**Text:**
════════

- Directed by: Jim Yukich
- Release date: October 1985;
- Running time: 102 minutes
- Language: English

= The Mama Tour =

Genesis Live: The Mama Tour is a concert film by the English progressive rock band Genesis, released for home video on 17 October 1985 by Virgin Music Video and on 27 June 1986 by Atlantic Records. It contains highlights from the group's five concerts at the National Exhibition Centre in Birmingham, the video was filmed on 26, 27 and 28 February 1984 at the end of their Mama Tour, supporting their 1983 album Genesis. It was directed by Jim Yukich.

==Background==
Two-thirds of the group's then current eponymous album appears on this video: the singles "Mama", "That's All", "Illegal Alien", "It's Gonna Get Better" (the B-side of "Mama"), and the two-piece suite "Home by the Sea/Second Home by the Sea".

Two singles from the previous album Abacab are also performed ("Keep It Dark" and the title track), and the set is rounded off with a medley of songs from their 1970s period, and the stage favourite "Turn It On Again". The latter song diverges into a medley of well-known songs by artists from bygone years, while the "In the Cage" suite includes extracts from "The Cinema Show", "...In That Quiet Earth", and the "Raven" section from "The Colony of Slippermen".

The tracks that were not included on the video that were performed at the shows were the show's opening track "Dodo/Lurker", the "Eleventh Earl of Mar/The Lamb Lies Down on Broadway/Firth of Fifth/The Musical Box" medley, "The Carpet Crawlers", "Follow You Follow Me" and "Los Endos".

The artwork incorporates aspects of the sleeves from the "Mama" single and the album Genesis, and also gives a nod to the light show for which the band was well known.

════════

**Parts of the exercise:**
1) Rewrite the paragraph of The Mama Tour text that begins "The tracks that were not included" as a bulleted list.
2) Carry on The Mama Tour text from the end of its final paragraph.
The rows come from a separate source.

**Dataset extract:**

════════

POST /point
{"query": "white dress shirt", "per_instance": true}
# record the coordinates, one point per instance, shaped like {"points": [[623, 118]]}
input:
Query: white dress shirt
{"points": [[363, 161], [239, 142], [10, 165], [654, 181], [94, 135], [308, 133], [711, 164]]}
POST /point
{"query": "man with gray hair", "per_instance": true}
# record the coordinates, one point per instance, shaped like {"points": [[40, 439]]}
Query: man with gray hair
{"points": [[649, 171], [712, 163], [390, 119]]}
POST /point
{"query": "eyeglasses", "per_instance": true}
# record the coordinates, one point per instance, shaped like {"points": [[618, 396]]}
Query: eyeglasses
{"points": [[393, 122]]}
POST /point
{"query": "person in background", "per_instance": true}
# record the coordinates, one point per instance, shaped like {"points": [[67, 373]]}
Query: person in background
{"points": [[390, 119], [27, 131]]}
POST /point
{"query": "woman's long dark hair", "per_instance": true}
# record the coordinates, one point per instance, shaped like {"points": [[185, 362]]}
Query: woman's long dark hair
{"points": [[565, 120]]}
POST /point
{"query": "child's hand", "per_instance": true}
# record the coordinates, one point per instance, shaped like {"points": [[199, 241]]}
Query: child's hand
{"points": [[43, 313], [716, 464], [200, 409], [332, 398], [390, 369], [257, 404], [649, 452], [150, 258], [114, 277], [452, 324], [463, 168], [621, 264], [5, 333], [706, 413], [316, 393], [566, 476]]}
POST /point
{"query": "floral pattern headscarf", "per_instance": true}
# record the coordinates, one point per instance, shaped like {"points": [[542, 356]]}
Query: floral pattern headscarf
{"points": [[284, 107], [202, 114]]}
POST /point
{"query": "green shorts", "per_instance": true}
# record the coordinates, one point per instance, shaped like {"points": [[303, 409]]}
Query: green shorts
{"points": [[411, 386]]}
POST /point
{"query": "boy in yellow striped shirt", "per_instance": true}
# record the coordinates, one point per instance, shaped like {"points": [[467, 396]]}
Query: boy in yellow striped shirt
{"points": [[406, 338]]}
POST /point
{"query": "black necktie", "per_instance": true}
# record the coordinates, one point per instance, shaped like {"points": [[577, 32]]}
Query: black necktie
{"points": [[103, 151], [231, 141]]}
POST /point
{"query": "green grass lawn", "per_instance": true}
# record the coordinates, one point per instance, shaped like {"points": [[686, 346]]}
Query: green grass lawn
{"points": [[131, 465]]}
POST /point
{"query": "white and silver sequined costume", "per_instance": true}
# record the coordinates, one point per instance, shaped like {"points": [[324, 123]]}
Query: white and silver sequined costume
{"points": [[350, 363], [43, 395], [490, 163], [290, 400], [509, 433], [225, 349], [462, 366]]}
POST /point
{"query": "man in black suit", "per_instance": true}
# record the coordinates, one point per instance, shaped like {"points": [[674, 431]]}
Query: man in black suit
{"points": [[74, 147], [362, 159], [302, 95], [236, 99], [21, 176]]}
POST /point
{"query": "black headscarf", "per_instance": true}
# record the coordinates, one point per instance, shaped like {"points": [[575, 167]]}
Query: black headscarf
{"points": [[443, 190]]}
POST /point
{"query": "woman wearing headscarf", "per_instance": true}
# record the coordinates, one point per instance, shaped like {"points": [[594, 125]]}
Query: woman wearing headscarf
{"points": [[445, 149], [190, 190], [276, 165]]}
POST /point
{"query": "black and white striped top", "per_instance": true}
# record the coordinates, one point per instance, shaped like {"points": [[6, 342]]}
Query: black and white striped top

════════

**Answers for this exercise:**
1)
Songs performed at the shows but left off the video:
- "Dodo/Lurker," the show's opening track
- the "Eleventh Earl of Mar/The Lamb Lies Down on Broadway/Firth of Fifth/The Musical Box" medley
- "The Carpet Crawlers"
- "Follow You Follow Me"
- "Los Endos"

2)
The Mama Tour was released on DVD, with 5.1 DTS and Dolby Digital sound, in November 2009 as part of the Genesis Movie Box 1981–2007 DVD set.

==Track listing==
1. "Abacab"
2. "That's All"
3. "Mama"
4. "Illegal Alien"
5. "Home by the Sea"
6. "Second Home by the Sea"
7. "Keep It Dark"
8. "It's Gonna Get Better"
9. Medley: "In the Cage"/"The Cinema Show"/"Afterglow" (Also contains snippets of "...In That Quiet Earth", "Riding the Scree", and "Raven")
10. "Turn It On Again – Final Medley"

== Personnel ==
- Phil Collins – drums, lead vocals
- Tony Banks – keyboards, backing vocals
- Mike Rutherford – guitar, bass, backing vocals
- Daryl Stuermer – guitar, bass, backing vocals
- Chester Thompson – drums

==Certifications==

| Region | Certification | Certified units/sales |
| United States (RIAA) | Gold | 50,000^{^} |
^{^} Shipments figures based on certification alone.

==Notes==

Tony Banks has stated in interviews, he was not fond of his keyboards setup in between the drum sets on stage. This tour was the only tour where his keyboards were set up like this.